Start

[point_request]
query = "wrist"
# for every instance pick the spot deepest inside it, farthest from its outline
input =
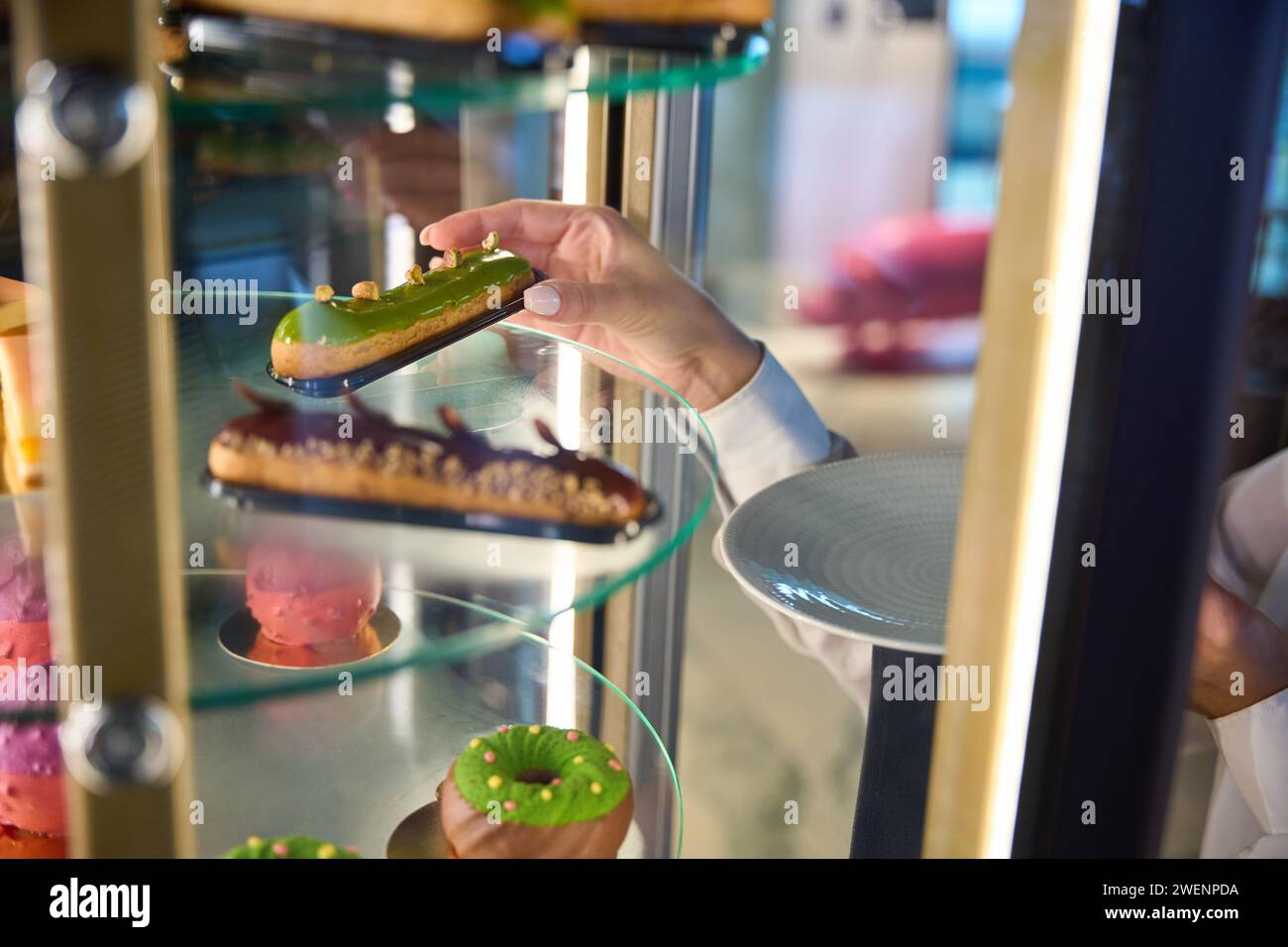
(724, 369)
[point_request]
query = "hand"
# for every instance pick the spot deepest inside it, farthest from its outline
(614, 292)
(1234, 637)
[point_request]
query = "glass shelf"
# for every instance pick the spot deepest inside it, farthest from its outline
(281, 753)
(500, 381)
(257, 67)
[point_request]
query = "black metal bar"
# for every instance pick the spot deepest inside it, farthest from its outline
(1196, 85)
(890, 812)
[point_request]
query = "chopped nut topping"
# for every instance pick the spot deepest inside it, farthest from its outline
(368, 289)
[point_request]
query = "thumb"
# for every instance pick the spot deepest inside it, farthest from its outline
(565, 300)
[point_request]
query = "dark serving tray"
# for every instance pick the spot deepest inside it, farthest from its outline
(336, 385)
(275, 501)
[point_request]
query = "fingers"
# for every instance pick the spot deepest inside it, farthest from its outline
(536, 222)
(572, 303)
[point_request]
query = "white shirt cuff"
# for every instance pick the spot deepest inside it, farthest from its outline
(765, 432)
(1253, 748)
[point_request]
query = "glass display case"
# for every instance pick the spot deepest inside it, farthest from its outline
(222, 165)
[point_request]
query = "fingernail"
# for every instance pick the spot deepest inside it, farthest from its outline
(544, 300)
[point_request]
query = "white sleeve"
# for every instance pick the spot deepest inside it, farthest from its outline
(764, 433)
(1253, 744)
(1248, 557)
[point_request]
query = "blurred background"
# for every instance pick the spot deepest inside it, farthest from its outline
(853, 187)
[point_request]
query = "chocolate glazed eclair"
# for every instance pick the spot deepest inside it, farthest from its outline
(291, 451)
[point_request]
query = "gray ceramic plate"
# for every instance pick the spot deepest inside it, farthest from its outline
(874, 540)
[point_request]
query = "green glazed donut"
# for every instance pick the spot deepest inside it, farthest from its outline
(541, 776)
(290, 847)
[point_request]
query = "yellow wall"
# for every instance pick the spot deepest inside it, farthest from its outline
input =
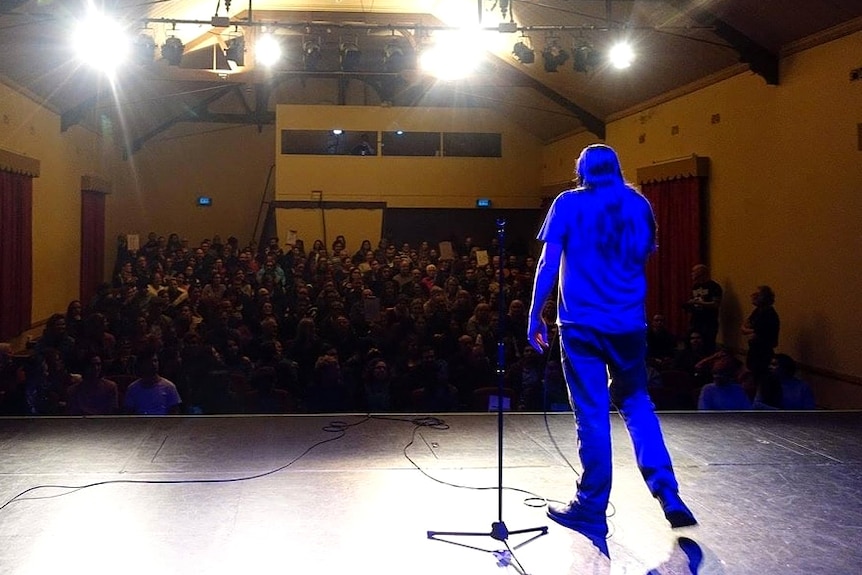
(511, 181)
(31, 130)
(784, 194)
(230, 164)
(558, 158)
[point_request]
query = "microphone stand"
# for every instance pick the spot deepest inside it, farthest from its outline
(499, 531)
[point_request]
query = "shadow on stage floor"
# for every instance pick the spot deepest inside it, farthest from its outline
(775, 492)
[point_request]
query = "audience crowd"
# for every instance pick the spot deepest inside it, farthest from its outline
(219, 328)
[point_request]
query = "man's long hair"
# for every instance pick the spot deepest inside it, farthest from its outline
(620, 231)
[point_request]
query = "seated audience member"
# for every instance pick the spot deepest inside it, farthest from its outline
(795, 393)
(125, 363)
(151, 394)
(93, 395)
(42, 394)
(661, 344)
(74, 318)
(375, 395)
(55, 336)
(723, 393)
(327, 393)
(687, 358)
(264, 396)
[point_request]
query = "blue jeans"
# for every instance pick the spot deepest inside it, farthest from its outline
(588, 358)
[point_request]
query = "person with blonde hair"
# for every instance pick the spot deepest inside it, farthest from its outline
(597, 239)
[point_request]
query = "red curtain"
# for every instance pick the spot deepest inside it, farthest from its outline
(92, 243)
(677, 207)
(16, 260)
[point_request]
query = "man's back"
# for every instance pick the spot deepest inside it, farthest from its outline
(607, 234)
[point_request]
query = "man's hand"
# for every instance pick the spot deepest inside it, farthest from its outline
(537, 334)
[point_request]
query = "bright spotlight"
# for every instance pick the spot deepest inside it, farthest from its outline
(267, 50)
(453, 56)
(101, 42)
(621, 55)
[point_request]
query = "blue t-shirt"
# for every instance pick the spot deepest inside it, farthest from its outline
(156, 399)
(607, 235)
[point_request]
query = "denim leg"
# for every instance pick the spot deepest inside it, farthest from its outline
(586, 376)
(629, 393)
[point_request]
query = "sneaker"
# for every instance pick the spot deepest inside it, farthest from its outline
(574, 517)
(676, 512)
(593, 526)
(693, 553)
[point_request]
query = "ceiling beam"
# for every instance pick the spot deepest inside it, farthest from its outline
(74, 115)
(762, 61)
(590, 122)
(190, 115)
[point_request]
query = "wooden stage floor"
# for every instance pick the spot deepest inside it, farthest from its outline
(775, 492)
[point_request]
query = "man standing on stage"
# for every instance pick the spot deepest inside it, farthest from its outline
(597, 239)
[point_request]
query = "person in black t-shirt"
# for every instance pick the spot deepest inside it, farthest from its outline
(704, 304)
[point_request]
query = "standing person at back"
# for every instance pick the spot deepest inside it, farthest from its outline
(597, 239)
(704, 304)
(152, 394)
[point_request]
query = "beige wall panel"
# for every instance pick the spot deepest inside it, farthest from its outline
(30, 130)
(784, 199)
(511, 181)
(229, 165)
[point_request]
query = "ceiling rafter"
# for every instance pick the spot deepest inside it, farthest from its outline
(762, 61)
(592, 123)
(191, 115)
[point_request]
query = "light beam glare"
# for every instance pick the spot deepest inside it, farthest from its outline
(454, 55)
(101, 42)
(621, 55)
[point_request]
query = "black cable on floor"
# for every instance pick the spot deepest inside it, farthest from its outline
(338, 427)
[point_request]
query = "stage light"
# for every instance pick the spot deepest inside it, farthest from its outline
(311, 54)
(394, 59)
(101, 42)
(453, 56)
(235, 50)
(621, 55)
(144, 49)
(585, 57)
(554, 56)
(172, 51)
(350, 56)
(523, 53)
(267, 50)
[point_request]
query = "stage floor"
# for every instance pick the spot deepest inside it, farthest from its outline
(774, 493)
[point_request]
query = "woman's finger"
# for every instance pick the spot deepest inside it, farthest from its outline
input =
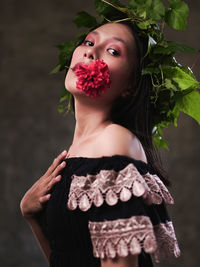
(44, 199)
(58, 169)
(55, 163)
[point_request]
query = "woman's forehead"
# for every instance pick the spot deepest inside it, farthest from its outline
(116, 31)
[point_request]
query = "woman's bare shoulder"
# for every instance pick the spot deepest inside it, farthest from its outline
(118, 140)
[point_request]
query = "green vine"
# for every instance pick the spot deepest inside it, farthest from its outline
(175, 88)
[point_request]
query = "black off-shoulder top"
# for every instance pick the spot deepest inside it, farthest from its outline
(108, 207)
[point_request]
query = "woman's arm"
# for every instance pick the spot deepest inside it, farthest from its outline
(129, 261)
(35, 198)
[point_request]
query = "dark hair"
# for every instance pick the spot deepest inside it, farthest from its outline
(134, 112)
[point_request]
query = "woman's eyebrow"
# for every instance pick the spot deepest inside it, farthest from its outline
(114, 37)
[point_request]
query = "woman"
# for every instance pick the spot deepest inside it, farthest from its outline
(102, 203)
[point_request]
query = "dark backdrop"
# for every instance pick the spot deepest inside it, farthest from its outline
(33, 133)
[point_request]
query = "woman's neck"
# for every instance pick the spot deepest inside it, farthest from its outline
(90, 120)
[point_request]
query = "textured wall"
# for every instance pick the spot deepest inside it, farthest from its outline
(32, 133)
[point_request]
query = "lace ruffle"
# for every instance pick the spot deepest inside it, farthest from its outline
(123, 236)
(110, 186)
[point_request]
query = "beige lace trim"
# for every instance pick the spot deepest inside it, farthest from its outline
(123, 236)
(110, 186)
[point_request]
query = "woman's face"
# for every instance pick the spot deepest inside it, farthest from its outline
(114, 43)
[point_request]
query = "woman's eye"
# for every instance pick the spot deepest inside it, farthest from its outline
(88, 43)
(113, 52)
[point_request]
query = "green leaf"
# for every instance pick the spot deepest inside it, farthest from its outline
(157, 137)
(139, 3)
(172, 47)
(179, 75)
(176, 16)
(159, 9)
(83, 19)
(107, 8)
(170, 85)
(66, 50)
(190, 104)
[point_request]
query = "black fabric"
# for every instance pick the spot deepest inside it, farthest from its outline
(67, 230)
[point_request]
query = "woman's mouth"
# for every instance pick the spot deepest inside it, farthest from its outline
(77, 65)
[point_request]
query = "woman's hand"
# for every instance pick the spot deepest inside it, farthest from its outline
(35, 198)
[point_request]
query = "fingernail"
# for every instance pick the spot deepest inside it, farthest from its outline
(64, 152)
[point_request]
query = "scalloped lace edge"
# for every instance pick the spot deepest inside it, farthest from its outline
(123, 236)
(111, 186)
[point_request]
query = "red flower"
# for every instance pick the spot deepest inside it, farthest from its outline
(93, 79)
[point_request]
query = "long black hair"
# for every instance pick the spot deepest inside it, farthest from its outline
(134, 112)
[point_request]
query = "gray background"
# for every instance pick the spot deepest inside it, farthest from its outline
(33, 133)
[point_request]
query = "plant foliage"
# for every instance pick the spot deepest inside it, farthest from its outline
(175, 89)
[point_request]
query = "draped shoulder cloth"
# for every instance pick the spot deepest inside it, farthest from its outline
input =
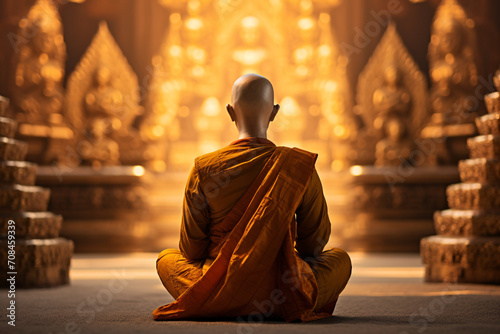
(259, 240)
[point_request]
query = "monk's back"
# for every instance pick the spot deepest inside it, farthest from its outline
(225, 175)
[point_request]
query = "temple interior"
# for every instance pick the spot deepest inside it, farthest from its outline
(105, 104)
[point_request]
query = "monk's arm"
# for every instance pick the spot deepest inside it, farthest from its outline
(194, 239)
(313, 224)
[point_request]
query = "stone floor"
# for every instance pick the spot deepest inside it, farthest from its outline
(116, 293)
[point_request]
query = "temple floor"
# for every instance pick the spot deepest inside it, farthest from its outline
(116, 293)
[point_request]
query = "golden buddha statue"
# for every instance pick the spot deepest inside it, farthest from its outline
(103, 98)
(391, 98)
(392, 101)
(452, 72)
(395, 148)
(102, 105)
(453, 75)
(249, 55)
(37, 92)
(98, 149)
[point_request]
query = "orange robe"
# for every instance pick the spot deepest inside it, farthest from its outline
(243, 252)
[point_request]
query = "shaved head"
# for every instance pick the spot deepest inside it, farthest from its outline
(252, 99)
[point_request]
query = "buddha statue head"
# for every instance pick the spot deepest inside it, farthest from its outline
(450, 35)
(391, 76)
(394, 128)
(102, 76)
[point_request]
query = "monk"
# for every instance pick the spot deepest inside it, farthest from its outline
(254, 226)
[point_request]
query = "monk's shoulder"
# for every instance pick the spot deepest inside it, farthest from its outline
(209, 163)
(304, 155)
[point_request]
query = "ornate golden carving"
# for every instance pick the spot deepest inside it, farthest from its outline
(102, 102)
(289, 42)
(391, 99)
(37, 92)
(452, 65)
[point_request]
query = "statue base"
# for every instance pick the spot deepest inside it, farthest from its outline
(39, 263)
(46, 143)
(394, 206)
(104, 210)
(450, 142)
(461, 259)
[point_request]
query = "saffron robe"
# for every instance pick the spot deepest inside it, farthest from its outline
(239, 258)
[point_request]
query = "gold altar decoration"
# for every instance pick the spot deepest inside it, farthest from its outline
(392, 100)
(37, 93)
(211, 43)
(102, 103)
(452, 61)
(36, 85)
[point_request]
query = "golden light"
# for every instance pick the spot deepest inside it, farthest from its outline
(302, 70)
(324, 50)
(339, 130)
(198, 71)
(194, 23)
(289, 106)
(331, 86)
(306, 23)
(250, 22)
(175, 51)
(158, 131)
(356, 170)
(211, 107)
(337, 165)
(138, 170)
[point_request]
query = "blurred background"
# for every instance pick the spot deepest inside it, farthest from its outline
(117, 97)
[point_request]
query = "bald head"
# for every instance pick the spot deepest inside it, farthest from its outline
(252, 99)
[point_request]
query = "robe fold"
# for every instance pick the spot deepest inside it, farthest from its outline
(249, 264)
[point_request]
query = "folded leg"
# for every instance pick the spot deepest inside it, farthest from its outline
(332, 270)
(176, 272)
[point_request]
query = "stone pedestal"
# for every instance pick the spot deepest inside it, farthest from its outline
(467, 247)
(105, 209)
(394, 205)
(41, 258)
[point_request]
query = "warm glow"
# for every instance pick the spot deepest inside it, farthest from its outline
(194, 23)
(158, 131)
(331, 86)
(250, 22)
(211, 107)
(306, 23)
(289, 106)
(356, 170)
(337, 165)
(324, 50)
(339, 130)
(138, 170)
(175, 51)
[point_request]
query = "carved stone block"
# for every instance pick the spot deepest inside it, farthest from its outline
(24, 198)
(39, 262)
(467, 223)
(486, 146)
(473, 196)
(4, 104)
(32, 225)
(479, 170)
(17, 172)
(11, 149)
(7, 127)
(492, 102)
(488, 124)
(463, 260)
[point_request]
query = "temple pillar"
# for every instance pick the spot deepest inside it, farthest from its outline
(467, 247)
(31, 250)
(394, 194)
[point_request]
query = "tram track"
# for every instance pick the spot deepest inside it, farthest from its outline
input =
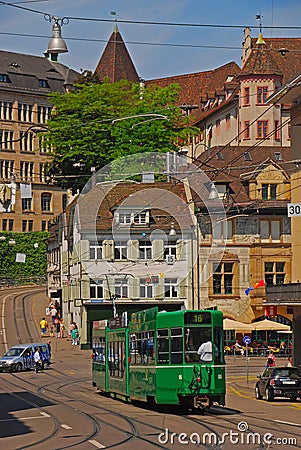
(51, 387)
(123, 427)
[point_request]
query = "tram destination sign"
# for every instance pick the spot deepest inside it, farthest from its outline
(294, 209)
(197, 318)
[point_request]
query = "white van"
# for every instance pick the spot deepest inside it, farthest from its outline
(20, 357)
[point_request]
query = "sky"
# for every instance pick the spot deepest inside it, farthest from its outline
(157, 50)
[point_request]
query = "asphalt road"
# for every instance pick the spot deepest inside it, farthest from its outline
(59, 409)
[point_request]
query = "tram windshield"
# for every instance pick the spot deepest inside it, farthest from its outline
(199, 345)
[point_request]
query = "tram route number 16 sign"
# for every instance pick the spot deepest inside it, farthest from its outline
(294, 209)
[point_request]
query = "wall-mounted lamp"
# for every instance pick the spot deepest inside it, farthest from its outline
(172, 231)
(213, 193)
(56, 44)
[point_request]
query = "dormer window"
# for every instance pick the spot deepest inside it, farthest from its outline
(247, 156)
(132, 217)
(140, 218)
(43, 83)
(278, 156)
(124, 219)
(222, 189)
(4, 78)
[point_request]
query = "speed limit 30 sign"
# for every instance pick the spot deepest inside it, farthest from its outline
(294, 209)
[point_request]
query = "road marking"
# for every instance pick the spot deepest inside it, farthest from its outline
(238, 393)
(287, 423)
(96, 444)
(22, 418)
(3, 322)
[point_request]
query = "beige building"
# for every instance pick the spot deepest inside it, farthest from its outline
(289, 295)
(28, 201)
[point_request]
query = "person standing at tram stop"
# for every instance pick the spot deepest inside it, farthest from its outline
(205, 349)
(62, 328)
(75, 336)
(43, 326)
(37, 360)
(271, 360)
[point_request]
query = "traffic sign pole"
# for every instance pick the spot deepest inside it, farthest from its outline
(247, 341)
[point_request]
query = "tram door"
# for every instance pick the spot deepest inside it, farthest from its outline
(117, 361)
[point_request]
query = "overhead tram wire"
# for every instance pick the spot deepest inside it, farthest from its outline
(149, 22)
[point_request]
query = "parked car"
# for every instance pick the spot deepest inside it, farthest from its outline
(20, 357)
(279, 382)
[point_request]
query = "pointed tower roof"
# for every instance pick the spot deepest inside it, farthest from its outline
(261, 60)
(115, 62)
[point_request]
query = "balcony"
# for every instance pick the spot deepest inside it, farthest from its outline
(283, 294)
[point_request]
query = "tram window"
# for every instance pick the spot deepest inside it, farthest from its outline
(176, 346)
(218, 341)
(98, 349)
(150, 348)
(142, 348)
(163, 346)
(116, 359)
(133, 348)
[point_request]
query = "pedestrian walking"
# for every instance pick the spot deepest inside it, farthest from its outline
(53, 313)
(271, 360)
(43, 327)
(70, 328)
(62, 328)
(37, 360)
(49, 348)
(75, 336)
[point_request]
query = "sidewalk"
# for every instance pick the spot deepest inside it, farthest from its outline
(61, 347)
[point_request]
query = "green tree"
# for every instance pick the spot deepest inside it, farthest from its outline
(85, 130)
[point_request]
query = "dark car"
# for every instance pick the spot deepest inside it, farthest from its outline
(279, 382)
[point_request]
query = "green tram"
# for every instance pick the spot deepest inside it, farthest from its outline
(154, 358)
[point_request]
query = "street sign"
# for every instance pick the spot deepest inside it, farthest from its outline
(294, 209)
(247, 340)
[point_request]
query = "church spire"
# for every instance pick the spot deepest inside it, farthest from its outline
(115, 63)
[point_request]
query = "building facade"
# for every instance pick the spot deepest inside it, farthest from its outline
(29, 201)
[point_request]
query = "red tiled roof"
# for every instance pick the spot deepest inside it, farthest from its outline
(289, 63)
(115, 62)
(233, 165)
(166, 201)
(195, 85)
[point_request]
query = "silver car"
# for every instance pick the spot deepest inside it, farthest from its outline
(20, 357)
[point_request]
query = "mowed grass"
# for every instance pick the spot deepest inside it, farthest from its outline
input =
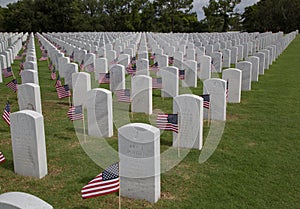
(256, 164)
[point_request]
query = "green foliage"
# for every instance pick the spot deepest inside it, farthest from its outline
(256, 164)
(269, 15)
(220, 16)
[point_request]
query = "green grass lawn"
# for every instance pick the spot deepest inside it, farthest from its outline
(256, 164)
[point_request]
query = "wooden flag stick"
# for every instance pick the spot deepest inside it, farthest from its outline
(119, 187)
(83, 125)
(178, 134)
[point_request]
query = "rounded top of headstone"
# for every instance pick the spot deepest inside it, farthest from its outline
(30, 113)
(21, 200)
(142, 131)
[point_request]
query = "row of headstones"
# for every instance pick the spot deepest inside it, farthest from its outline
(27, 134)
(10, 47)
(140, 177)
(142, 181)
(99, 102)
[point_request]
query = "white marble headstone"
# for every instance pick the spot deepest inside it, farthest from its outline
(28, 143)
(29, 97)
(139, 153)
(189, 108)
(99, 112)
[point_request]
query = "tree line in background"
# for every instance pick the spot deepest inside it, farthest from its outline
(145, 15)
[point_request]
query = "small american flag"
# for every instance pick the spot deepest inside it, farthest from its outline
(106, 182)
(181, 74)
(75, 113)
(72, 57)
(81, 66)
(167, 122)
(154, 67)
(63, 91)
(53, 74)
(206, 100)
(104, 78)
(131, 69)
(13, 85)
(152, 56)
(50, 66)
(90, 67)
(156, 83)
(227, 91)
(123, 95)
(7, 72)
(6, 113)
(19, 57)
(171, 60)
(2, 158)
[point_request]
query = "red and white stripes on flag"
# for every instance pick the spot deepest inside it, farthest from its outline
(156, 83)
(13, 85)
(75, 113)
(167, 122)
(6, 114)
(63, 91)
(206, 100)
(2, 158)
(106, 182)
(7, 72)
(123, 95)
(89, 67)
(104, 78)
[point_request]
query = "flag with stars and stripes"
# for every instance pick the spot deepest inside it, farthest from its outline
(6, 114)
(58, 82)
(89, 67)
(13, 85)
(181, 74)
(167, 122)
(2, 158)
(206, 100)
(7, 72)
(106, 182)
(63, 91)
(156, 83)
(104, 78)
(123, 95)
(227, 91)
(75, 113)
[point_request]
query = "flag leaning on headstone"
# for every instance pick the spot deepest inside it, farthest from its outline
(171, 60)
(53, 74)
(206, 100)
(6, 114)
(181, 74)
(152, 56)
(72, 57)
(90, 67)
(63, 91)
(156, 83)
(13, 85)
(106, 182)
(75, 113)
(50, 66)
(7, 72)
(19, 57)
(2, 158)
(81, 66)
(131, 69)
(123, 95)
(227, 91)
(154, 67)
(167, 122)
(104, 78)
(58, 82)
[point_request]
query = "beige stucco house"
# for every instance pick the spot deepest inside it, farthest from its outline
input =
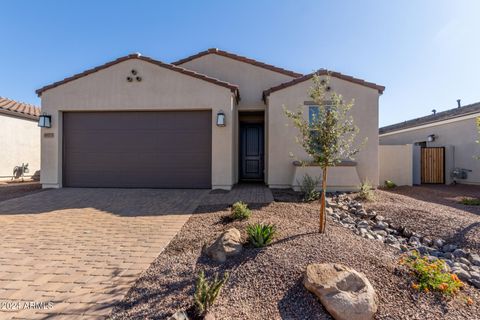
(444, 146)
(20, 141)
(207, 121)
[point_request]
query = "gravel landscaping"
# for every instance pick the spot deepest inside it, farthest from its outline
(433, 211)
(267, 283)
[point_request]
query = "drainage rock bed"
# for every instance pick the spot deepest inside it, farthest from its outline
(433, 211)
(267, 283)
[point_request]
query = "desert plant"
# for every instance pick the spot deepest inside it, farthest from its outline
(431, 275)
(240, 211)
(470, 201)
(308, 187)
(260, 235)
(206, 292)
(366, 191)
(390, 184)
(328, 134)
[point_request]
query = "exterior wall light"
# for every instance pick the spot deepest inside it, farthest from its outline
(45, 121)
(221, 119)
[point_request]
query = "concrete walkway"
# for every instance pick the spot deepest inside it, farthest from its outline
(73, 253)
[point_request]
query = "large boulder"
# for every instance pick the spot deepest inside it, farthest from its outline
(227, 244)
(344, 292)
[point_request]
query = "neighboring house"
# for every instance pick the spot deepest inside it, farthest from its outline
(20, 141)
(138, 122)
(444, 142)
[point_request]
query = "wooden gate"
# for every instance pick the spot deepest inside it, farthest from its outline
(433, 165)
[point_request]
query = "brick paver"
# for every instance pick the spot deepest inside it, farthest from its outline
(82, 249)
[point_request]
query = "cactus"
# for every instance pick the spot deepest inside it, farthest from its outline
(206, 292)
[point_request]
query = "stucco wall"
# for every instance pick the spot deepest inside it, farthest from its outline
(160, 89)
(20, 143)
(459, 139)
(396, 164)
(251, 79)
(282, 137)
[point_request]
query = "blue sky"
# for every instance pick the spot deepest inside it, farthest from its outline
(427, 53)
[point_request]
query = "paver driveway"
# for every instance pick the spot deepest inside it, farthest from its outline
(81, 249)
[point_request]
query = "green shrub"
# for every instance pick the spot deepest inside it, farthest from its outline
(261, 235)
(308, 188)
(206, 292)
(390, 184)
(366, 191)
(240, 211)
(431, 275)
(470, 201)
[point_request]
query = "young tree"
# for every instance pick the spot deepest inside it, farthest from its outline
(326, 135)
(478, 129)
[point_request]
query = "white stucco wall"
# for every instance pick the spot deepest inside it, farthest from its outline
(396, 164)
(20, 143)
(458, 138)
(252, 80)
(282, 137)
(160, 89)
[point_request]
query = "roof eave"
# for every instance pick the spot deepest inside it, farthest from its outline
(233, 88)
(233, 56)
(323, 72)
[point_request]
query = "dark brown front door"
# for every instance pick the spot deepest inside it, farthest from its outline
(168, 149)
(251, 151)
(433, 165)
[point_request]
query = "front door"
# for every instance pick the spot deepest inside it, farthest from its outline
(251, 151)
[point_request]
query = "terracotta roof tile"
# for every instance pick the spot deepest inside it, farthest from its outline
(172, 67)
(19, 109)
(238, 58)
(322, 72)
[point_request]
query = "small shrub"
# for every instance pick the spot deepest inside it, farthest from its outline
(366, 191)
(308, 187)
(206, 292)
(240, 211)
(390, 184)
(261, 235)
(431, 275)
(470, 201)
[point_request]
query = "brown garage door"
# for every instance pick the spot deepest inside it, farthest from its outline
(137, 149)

End

== Your instructions ==
Count the lines in the material above that contain the string "long", treating uppercase and lowercase letters as different. Reply with the number alone.

== Exercise output ==
2